The complete listing that follows is to be set down again, exactly as it appears.

[[ Data records open ]]

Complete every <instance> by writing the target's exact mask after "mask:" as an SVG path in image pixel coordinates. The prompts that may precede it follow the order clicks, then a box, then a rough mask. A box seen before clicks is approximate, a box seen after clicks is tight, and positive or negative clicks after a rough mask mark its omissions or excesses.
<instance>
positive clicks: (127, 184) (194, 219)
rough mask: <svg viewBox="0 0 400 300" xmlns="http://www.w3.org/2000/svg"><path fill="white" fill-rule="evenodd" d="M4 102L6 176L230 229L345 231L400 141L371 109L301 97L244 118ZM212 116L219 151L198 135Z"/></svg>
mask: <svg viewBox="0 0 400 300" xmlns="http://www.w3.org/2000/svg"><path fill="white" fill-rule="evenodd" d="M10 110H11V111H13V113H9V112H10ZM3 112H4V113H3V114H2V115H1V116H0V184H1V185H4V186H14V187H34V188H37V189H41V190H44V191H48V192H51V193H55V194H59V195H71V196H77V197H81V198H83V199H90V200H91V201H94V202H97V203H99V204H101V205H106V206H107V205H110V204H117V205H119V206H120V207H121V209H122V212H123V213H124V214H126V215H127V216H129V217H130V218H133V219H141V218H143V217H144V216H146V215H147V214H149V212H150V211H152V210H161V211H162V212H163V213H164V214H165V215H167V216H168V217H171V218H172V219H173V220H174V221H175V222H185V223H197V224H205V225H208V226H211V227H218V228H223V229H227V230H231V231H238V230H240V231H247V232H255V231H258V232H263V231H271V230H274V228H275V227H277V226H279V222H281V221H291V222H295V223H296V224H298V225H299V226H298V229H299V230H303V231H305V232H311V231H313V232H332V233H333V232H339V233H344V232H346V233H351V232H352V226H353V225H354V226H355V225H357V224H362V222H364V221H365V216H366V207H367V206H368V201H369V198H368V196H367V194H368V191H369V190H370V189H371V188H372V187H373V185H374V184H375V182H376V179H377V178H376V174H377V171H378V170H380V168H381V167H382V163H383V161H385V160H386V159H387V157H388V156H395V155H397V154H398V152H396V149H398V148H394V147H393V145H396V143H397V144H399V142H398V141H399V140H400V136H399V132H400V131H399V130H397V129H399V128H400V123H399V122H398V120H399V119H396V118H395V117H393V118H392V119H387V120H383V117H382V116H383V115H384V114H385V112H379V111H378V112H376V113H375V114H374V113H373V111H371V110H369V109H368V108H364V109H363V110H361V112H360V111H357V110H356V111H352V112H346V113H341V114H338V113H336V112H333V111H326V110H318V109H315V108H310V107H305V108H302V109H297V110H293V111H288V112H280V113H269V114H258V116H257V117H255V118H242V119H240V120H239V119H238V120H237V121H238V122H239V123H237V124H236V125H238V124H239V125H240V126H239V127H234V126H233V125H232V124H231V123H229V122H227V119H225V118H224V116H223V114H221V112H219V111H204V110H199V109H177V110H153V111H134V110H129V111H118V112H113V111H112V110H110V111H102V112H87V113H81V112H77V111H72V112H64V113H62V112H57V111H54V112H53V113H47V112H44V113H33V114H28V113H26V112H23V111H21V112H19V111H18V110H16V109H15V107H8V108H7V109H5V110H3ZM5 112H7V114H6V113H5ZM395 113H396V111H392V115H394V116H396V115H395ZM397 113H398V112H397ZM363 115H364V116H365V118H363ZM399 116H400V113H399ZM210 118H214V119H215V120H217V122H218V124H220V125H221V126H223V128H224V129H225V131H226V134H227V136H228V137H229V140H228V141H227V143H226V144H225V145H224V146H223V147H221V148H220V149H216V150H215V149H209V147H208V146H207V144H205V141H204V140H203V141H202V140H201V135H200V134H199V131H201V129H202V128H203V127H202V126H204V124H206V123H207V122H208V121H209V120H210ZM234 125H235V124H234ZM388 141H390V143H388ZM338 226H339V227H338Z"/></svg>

[[ Data records closed ]]

• [Result of this exercise]:
Complete every <instance> by writing the target's exact mask after "mask:" as an SVG path in image pixel coordinates. The prompts that may precede it follow the order clicks, then a box, then a rough mask. A box seen before clicks is approximate, a box seen after clicks is tight, and positive or negative clicks after a rough mask mark its omissions or excesses.
<instance>
positive clicks: (127, 184) (194, 219)
rough mask: <svg viewBox="0 0 400 300" xmlns="http://www.w3.org/2000/svg"><path fill="white" fill-rule="evenodd" d="M4 102L6 176L230 229L345 231L400 141L371 109L301 97L244 118ZM212 116L219 151L198 135Z"/></svg>
mask: <svg viewBox="0 0 400 300" xmlns="http://www.w3.org/2000/svg"><path fill="white" fill-rule="evenodd" d="M10 110H11V111H13V113H9V112H10ZM3 112H4V113H3V114H2V115H1V116H0V184H1V185H4V186H14V187H34V188H37V189H41V190H44V191H48V192H51V193H55V194H59V195H71V196H77V197H81V198H83V199H90V200H91V201H94V202H97V203H99V204H101V205H106V206H107V205H110V204H117V205H119V206H120V207H121V209H122V212H123V213H124V214H126V215H127V216H129V217H130V218H133V219H141V218H143V217H144V216H146V215H147V214H149V212H150V211H152V210H161V211H162V212H163V213H164V214H165V215H167V216H168V217H171V218H172V219H173V220H174V221H175V222H185V223H197V224H205V225H208V226H211V227H218V228H223V229H227V230H231V231H238V230H240V231H247V232H255V231H258V232H263V231H271V230H274V228H275V227H277V226H279V222H281V221H291V222H295V223H296V224H298V225H299V226H298V229H299V230H303V231H305V232H311V231H313V232H332V233H333V232H339V233H344V232H346V233H351V232H352V226H353V225H354V226H355V225H357V224H362V222H364V221H365V216H366V207H367V206H368V201H369V198H368V196H367V194H368V191H369V190H370V189H371V188H372V187H373V185H374V184H375V182H376V179H377V178H376V174H377V171H378V170H380V168H381V167H382V163H383V161H385V160H386V159H387V157H388V156H395V155H397V154H398V152H396V149H398V148H394V147H393V145H396V143H397V144H399V142H398V141H399V140H400V136H399V132H400V131H399V130H397V129H399V128H400V123H399V122H398V120H399V119H396V118H395V117H393V118H392V119H387V120H383V117H382V116H383V115H384V114H385V112H379V111H378V112H376V113H375V114H374V113H373V111H371V110H369V109H368V108H364V109H363V110H361V112H360V111H357V110H356V111H352V112H346V113H341V114H338V113H336V112H333V111H326V110H318V109H315V108H310V107H305V108H302V109H297V110H293V111H288V112H280V113H269V114H258V116H257V117H255V118H242V119H240V120H239V119H238V120H237V121H238V122H239V123H237V124H236V125H238V124H239V125H240V126H239V127H234V126H233V125H232V124H231V123H229V122H227V119H225V118H224V116H223V114H221V112H219V111H204V110H199V109H177V110H153V111H134V110H129V111H118V112H113V111H112V110H110V111H102V112H87V113H81V112H77V111H72V112H64V113H62V112H57V111H54V112H53V113H47V112H44V113H33V114H28V113H26V112H23V111H21V112H19V111H18V110H16V109H15V107H8V108H7V109H5V110H3ZM5 112H7V114H6V113H5ZM395 113H396V111H392V115H394V116H396V115H395ZM397 113H398V112H397ZM363 115H364V116H365V118H363ZM399 116H400V113H399ZM210 118H214V119H215V120H217V122H218V124H220V125H221V126H223V128H224V129H225V131H226V134H227V136H228V137H229V140H228V141H227V143H226V144H225V145H224V146H223V147H221V148H220V149H216V150H215V149H209V147H208V146H207V144H205V141H204V140H203V141H202V140H201V135H200V134H199V131H201V129H202V128H203V127H202V126H204V124H206V123H207V122H208V121H209V120H210ZM234 125H235V124H234ZM388 141H390V143H388ZM338 226H339V227H338Z"/></svg>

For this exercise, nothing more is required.